■ Exercise directions ■
Count the lines below that contain the string "gravel". Reply with the number alone.
:: Provided data
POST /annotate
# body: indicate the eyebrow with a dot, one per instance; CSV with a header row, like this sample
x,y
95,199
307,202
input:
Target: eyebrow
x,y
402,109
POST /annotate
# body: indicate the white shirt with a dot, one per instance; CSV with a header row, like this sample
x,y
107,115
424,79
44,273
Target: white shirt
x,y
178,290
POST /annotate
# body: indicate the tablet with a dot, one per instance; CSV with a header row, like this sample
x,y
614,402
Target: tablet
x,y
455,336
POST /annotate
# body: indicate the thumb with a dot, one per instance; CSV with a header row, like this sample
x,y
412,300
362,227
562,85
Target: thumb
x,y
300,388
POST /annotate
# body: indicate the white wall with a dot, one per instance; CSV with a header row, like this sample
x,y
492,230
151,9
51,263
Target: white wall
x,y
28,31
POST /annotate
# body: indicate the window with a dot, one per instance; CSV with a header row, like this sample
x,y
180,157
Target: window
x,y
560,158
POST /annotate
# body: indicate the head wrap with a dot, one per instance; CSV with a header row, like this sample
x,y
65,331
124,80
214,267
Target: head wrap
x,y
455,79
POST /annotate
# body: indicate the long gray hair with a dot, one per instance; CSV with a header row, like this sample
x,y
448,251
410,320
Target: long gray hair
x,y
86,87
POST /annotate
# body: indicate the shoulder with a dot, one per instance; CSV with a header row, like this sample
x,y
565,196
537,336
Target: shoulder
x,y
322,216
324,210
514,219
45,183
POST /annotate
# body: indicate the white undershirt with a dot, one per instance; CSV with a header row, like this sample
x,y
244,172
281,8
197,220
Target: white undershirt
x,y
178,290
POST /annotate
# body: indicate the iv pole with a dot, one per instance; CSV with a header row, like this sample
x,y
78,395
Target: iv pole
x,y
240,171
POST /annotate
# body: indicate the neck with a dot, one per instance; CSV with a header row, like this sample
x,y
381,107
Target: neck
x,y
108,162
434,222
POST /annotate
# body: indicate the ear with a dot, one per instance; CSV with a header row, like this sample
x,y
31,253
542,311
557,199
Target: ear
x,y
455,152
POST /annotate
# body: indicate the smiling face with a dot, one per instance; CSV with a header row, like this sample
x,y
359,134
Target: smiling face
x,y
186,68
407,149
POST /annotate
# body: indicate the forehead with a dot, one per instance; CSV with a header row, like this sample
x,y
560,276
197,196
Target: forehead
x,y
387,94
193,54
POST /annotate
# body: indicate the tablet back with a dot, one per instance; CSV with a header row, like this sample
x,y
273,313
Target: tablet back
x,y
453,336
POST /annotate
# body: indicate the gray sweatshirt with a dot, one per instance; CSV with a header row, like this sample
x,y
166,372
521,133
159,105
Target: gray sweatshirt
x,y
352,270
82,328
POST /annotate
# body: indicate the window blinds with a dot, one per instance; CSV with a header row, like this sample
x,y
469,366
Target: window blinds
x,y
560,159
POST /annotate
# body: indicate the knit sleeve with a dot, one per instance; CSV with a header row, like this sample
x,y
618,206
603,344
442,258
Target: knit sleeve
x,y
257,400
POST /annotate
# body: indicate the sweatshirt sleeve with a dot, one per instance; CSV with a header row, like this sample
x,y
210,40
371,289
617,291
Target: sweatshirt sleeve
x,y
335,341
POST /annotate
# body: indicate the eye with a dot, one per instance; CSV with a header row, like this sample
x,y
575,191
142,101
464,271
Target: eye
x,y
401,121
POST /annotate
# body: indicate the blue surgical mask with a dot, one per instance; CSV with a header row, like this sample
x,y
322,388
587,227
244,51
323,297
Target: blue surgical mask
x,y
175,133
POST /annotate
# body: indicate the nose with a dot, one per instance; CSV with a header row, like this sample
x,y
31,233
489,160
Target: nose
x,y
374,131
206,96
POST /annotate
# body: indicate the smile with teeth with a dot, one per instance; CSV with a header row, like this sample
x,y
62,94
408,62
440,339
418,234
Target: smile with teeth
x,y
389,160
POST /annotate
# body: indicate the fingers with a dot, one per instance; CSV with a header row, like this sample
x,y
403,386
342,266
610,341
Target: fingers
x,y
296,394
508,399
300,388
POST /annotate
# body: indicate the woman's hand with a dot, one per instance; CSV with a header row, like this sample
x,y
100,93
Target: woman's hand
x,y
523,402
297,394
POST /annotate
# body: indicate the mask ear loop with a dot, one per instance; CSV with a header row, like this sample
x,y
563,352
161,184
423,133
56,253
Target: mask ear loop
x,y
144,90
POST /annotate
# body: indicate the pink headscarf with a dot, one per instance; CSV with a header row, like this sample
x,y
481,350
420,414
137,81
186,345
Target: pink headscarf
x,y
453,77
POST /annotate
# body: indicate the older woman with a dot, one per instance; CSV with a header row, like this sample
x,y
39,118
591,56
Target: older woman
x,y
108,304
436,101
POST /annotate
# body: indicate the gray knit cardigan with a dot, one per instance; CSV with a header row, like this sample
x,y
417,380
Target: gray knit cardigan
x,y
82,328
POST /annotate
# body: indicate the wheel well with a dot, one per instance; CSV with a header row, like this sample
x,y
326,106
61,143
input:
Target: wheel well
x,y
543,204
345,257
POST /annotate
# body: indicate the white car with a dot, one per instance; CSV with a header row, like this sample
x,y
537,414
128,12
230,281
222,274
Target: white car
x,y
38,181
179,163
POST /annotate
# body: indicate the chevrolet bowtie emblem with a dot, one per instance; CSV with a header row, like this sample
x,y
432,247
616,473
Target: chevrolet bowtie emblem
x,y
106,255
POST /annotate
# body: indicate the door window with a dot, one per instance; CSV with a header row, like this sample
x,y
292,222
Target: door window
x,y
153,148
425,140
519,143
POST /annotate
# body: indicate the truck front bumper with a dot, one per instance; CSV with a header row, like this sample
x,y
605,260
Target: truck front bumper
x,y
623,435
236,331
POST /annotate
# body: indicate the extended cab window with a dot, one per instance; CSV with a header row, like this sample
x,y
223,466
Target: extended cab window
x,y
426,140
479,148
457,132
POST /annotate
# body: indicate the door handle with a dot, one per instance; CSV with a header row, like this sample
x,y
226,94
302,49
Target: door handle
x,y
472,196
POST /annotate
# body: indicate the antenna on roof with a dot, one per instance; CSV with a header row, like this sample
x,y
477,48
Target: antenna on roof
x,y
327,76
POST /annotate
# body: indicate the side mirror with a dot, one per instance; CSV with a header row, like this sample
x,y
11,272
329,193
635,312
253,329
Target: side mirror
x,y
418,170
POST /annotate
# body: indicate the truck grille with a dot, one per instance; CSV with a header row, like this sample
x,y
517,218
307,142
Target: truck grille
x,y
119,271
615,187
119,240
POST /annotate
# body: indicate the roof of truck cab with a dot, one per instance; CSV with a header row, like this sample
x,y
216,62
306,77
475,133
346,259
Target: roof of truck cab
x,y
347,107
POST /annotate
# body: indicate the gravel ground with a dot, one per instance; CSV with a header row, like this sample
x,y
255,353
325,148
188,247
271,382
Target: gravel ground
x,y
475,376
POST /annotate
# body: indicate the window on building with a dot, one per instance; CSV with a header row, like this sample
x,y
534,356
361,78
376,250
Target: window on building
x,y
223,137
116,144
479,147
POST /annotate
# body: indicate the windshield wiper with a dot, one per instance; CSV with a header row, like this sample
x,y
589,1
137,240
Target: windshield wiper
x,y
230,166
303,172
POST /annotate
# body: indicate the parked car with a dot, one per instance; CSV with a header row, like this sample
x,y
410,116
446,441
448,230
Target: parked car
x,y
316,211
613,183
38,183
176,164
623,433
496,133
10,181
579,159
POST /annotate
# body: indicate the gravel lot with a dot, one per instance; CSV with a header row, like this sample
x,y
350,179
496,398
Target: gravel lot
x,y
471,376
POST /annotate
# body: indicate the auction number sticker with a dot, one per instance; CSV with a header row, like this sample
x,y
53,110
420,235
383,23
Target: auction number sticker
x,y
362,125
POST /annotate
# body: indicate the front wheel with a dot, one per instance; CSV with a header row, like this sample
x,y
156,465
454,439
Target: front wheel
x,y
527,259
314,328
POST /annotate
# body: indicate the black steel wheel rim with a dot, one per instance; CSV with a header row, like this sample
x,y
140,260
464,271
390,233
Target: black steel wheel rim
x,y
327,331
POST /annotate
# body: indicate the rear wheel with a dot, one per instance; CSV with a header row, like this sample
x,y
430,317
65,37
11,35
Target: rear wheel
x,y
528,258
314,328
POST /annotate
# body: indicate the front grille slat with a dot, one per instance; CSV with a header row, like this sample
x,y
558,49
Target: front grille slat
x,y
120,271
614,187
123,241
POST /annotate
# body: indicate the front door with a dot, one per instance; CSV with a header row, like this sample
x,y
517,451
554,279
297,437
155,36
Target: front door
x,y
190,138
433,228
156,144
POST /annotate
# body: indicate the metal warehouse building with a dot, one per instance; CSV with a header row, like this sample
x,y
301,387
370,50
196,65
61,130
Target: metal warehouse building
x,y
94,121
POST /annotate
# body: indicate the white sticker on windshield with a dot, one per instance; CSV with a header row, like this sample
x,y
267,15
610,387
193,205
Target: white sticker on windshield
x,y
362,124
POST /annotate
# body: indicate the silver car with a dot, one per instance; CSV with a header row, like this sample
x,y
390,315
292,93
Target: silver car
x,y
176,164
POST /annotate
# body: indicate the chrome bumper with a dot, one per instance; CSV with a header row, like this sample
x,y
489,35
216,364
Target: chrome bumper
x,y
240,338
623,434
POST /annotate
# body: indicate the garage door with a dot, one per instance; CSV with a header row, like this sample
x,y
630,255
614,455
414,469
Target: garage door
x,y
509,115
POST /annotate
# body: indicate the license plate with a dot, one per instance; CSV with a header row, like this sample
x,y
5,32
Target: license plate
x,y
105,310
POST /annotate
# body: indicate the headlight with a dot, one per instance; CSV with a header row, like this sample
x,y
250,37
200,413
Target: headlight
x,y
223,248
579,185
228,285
::::
■ Written response ■
4